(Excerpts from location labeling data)
+ + + + +

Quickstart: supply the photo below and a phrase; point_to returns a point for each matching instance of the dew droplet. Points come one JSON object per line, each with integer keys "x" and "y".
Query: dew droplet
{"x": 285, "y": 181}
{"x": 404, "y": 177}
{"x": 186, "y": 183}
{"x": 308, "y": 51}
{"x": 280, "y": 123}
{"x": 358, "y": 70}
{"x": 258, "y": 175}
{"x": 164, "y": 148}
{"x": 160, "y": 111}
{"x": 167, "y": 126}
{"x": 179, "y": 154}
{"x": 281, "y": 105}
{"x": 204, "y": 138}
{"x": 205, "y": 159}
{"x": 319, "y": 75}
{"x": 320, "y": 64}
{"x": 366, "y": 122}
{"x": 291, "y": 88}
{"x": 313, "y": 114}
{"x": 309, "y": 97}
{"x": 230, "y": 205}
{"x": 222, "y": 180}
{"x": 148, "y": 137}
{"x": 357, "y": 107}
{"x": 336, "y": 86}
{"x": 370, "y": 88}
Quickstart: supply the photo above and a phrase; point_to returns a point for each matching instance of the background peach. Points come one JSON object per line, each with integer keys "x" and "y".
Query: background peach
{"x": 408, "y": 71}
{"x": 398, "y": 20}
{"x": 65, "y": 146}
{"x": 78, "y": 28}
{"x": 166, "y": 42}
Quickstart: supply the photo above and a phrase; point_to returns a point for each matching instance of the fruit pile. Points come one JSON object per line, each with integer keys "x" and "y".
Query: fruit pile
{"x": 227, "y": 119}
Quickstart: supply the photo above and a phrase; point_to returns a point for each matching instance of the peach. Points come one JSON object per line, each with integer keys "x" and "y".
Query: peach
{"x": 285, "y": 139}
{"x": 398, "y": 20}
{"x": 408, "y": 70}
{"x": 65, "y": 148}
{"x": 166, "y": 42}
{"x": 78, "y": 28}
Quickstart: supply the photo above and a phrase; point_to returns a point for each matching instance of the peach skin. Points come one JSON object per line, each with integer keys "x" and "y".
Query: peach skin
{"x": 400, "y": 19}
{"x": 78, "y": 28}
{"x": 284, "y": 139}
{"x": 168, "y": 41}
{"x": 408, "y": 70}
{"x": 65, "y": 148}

+ + + + +

- EXERCISE PROMPT -
Update the data above so that every occurrence of "point_to" reads "locate_all", and reproduce all other lines without any change.

- RESPONSE BELOW -
Quickstart: supply the photo below and a phrase; locate_all returns a point for each matching instance of the dew droplet. Points come one JSON object per line, each with integer keys "x" and "y".
Query: dew droplet
{"x": 285, "y": 181}
{"x": 404, "y": 177}
{"x": 186, "y": 183}
{"x": 308, "y": 51}
{"x": 280, "y": 123}
{"x": 358, "y": 70}
{"x": 258, "y": 175}
{"x": 164, "y": 148}
{"x": 160, "y": 111}
{"x": 167, "y": 126}
{"x": 179, "y": 154}
{"x": 281, "y": 105}
{"x": 204, "y": 138}
{"x": 205, "y": 159}
{"x": 319, "y": 75}
{"x": 320, "y": 64}
{"x": 366, "y": 122}
{"x": 291, "y": 88}
{"x": 313, "y": 114}
{"x": 309, "y": 97}
{"x": 230, "y": 205}
{"x": 222, "y": 180}
{"x": 148, "y": 137}
{"x": 357, "y": 107}
{"x": 336, "y": 86}
{"x": 370, "y": 88}
Quickstart: supply the photo above and a phrase; locate_all returns a point for each matching instance of the background peach. Points come one JSON object per line, each with integer keys "x" and "y".
Query: background peach
{"x": 408, "y": 71}
{"x": 398, "y": 20}
{"x": 65, "y": 146}
{"x": 78, "y": 28}
{"x": 166, "y": 42}
Quickstart: supply the photo above and a phrase; locate_all returns a point for each matching instance of the fruit pile. Points come one JSON object per line, each with integer keys "x" and "y".
Query: fruit pile
{"x": 227, "y": 119}
Quickstart: supply the photo above and a phrase; locate_all returns a point for each matching instance of the peach. Points come one JSON object per line, each with integer keys "x" and "y".
Query: peach
{"x": 285, "y": 139}
{"x": 398, "y": 20}
{"x": 408, "y": 70}
{"x": 65, "y": 148}
{"x": 166, "y": 42}
{"x": 78, "y": 28}
Quickstart: supply the photo above and a phrase; locate_all returns a point for each matching instance of the peach skin. Points come one JSON object per line, each with integer keys "x" and "y".
Query: peach skin
{"x": 400, "y": 19}
{"x": 78, "y": 28}
{"x": 284, "y": 139}
{"x": 168, "y": 41}
{"x": 408, "y": 70}
{"x": 65, "y": 148}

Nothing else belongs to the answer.